> **ASSIGNMENT**: From the data that follows, copy every line with the string "lake".
((
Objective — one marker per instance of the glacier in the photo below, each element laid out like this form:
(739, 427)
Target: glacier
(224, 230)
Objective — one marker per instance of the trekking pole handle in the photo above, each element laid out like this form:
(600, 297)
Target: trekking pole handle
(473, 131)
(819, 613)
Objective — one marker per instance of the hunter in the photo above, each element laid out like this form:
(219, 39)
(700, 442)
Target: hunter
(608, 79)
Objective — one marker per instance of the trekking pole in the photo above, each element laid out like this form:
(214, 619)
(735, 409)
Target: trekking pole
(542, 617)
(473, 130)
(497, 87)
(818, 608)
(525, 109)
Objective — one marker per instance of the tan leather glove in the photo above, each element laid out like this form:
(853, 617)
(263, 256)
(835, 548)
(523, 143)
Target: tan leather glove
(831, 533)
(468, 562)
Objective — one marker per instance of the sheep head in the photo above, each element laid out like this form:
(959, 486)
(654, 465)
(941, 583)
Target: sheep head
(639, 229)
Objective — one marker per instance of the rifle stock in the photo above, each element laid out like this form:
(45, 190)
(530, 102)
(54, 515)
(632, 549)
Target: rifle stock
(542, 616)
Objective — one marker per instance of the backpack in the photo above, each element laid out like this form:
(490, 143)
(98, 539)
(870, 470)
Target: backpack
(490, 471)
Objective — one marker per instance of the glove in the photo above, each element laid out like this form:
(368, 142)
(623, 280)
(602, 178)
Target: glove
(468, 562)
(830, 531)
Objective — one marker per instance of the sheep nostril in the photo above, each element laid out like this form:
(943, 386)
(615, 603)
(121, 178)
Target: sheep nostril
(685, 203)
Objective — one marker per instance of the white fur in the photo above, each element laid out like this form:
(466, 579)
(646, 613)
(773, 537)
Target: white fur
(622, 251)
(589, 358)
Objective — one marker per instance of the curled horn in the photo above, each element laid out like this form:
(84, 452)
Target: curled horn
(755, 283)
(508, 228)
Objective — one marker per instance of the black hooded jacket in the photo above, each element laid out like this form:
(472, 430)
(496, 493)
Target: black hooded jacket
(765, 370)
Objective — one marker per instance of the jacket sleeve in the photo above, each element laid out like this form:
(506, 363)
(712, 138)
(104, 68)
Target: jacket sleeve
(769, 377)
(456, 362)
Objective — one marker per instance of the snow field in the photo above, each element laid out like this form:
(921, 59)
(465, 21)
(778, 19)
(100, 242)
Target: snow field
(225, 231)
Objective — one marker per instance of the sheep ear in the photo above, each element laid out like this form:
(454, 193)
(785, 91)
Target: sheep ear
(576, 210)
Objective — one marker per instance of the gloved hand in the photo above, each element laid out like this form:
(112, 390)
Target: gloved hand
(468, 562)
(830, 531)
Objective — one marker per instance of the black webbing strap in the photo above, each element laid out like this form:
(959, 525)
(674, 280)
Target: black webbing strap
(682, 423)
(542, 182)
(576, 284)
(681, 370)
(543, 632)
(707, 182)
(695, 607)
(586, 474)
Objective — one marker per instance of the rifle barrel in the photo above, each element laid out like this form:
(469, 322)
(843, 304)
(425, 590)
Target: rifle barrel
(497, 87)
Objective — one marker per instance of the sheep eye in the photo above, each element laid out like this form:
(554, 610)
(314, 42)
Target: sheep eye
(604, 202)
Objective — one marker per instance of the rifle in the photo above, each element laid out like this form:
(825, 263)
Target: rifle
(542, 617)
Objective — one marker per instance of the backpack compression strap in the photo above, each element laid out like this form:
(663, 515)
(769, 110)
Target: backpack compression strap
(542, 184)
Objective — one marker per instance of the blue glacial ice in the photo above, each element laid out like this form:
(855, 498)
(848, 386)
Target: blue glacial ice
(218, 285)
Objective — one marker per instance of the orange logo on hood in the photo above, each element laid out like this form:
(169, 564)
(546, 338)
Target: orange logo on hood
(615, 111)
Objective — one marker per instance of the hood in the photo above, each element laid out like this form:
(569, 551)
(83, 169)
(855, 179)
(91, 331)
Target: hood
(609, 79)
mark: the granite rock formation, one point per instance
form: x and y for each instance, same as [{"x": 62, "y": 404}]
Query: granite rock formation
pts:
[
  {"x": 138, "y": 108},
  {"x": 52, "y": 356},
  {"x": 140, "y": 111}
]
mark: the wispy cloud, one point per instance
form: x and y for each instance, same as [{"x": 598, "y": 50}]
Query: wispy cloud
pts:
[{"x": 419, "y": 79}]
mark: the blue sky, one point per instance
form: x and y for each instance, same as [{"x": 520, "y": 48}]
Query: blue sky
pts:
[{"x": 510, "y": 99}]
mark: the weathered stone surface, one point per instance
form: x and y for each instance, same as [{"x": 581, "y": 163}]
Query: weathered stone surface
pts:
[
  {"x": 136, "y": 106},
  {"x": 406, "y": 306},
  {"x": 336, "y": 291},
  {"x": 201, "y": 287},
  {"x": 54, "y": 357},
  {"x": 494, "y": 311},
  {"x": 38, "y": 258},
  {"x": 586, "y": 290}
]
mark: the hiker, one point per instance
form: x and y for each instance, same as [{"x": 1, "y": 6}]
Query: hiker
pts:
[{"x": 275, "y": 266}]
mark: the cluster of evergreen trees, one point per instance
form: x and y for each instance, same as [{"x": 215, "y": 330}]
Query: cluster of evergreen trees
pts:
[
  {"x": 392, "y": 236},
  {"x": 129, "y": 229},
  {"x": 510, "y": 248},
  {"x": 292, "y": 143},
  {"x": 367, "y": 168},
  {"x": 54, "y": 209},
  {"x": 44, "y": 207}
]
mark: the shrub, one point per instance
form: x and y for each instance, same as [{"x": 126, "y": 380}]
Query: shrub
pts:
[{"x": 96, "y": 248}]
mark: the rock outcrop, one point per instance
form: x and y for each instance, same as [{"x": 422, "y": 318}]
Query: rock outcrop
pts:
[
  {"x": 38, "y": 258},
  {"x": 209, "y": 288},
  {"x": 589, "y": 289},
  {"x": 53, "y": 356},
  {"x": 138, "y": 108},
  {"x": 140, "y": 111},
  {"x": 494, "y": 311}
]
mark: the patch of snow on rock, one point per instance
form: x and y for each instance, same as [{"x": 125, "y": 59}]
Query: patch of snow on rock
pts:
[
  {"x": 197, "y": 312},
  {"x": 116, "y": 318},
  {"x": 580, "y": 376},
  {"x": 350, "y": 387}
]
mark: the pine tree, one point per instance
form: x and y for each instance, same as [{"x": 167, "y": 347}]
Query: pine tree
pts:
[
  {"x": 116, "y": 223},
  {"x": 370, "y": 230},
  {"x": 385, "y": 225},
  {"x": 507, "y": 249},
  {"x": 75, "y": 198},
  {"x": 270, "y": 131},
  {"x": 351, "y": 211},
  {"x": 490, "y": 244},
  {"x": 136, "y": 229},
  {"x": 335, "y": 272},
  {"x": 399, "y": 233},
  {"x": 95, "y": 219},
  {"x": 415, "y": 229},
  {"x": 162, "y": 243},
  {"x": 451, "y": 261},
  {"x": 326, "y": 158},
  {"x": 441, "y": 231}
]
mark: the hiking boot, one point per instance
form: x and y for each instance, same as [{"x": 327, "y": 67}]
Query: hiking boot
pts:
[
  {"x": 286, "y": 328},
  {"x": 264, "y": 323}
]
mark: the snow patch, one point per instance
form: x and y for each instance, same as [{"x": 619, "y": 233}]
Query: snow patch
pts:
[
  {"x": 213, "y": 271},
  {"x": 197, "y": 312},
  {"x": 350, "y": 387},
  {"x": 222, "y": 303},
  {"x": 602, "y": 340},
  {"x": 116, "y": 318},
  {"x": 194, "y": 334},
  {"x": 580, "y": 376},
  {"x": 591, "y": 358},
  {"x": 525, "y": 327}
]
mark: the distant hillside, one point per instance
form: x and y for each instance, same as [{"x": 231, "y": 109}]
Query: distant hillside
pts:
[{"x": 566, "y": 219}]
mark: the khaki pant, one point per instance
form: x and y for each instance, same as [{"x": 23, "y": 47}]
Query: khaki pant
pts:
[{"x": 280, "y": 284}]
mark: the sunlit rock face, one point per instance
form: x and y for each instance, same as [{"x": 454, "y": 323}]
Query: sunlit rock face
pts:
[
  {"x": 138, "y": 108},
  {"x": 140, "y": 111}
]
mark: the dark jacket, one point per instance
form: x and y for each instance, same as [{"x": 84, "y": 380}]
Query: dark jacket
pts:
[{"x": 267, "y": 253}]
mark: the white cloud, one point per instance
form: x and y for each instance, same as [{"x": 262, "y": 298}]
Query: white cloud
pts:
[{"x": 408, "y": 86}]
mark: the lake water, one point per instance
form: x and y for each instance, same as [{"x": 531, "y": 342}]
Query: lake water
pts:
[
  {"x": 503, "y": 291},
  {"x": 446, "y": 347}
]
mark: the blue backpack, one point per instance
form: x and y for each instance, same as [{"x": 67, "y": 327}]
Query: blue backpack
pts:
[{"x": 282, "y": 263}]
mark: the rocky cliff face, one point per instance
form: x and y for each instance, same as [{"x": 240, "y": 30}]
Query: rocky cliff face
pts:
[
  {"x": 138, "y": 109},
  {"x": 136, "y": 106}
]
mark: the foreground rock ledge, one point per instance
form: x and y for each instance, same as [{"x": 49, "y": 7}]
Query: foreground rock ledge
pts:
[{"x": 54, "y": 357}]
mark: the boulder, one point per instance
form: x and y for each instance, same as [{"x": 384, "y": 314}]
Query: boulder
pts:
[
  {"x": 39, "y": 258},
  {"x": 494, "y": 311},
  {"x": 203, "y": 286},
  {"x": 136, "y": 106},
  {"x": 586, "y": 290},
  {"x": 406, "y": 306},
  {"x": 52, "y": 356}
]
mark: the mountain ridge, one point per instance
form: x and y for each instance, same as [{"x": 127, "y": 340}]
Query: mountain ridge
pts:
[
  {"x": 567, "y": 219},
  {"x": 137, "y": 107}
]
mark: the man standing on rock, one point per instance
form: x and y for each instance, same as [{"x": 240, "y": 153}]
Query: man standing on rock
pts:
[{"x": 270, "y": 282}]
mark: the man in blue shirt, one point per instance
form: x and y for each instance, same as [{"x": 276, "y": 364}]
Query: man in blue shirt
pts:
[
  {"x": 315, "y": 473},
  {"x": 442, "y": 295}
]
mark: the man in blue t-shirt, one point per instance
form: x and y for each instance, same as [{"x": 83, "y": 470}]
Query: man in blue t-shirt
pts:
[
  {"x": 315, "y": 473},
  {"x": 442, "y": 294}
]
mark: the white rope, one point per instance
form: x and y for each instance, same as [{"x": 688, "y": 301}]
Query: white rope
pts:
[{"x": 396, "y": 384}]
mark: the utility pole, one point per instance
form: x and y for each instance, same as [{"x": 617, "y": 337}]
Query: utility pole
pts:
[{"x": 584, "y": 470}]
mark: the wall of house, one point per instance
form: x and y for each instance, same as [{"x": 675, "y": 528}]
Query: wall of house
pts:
))
> **EXERCISE SOLUTION**:
mark: the lake water, one point per instance
Query: lake water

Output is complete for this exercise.